» Exercise task
Output as a JSON list of strings the lines of the records starting at the line that contains "Target: apron strap" and ending at the last line of the records, one string per line, with blank lines and pictures omitted.

» Data shown
▼

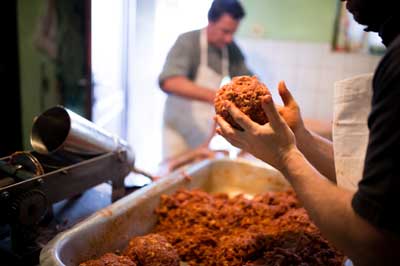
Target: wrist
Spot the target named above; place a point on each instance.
(290, 160)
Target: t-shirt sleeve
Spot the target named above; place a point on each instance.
(237, 62)
(179, 59)
(378, 193)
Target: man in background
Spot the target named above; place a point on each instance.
(195, 66)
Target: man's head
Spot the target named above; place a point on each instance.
(371, 13)
(223, 20)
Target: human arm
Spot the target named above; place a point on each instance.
(317, 150)
(180, 70)
(328, 205)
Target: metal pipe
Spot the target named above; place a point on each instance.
(60, 129)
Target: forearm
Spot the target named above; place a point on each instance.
(318, 151)
(184, 87)
(330, 208)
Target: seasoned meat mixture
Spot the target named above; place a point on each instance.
(204, 229)
(245, 92)
(152, 250)
(270, 229)
(110, 259)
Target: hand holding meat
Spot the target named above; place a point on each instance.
(271, 142)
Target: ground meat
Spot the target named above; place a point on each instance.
(203, 229)
(270, 229)
(152, 250)
(245, 92)
(110, 259)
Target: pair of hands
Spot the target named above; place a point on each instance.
(272, 142)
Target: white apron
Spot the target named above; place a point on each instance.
(352, 105)
(188, 123)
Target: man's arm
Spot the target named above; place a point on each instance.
(328, 205)
(182, 86)
(317, 150)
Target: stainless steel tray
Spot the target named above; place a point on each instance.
(111, 228)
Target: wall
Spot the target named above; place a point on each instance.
(297, 20)
(36, 70)
(309, 69)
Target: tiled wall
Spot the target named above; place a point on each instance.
(309, 69)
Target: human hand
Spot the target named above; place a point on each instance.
(290, 111)
(271, 142)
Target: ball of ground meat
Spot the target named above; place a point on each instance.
(152, 250)
(109, 259)
(245, 92)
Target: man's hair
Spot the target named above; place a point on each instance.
(231, 7)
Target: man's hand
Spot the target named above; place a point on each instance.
(290, 111)
(271, 142)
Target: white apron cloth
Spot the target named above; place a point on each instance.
(188, 123)
(352, 105)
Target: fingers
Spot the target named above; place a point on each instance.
(285, 94)
(271, 111)
(226, 130)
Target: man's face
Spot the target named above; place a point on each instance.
(366, 12)
(220, 32)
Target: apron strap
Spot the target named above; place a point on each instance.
(204, 54)
(203, 48)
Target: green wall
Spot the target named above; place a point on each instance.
(31, 60)
(297, 20)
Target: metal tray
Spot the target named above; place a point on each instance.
(111, 228)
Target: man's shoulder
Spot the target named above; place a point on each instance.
(190, 36)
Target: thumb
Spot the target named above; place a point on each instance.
(271, 111)
(285, 94)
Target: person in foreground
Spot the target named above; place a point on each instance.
(363, 222)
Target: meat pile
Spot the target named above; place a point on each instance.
(270, 229)
(245, 92)
(204, 229)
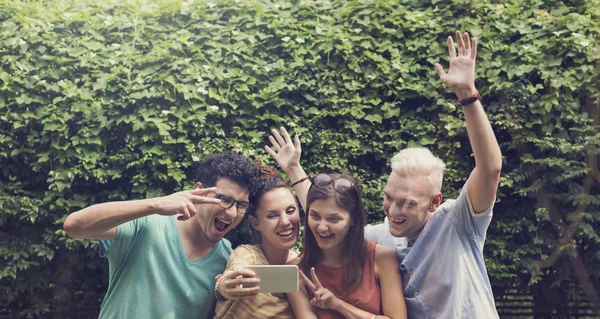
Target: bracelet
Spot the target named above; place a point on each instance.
(299, 181)
(470, 100)
(218, 294)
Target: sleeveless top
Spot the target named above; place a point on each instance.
(366, 296)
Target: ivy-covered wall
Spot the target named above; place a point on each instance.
(119, 99)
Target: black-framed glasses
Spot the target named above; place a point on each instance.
(227, 202)
(340, 185)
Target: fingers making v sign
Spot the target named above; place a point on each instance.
(322, 297)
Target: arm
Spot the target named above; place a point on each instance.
(288, 157)
(325, 299)
(235, 275)
(483, 181)
(100, 221)
(390, 282)
(299, 300)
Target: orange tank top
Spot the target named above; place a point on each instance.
(366, 296)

▲

» Task result
[
  "Target: apron strap",
  "Spot the target named above; place a point on each instance.",
  "(204, 54)",
  "(203, 48)",
  "Target: green wall",
  "Spot the target named above; place a point on each instance.",
  "(31, 60)",
  "(297, 20)",
  "Target: metal tray",
  "Spot the target named above; place a point on each instance.",
  "(111, 228)",
  "Target: man's shoulder",
  "Spot the target named above; place a point on each instance.",
  "(190, 36)",
  "Target: thumb",
  "Spot the target named above; place a point on each instance.",
  "(271, 111)",
  "(285, 94)",
  "Target: person in foreground",
  "Spot the target named above; place a point on each instance.",
  "(363, 222)",
  "Target: meat pile",
  "Spot the target named above; place a point on each instance.",
  "(270, 229)",
  "(245, 92)",
  "(204, 229)",
  "Target: bracelet",
  "Spot the target named above; place a point on each instance.",
  "(299, 181)",
  "(470, 100)",
  "(218, 294)",
  "Target: sleeveless top",
  "Spot the target named above; place a point on each instance.",
  "(366, 296)",
  "Target: ivy-covered wall",
  "Spot the target named above; place a point on each instance.",
  "(119, 99)",
  "Target: black-framed glasses",
  "Spot the target named above; place a point on each instance.",
  "(227, 202)",
  "(340, 185)",
  "Target: fingers making v sign",
  "Spot the target named above; place a point on each instance.",
  "(322, 297)",
  "Target: arm",
  "Spot the target named above; place a point on each instance.",
  "(288, 157)",
  "(325, 299)",
  "(235, 275)",
  "(483, 181)",
  "(100, 221)",
  "(390, 282)",
  "(299, 300)",
  "Target: orange tank top",
  "Spot the target named above; place a point on each instance.",
  "(366, 296)"
]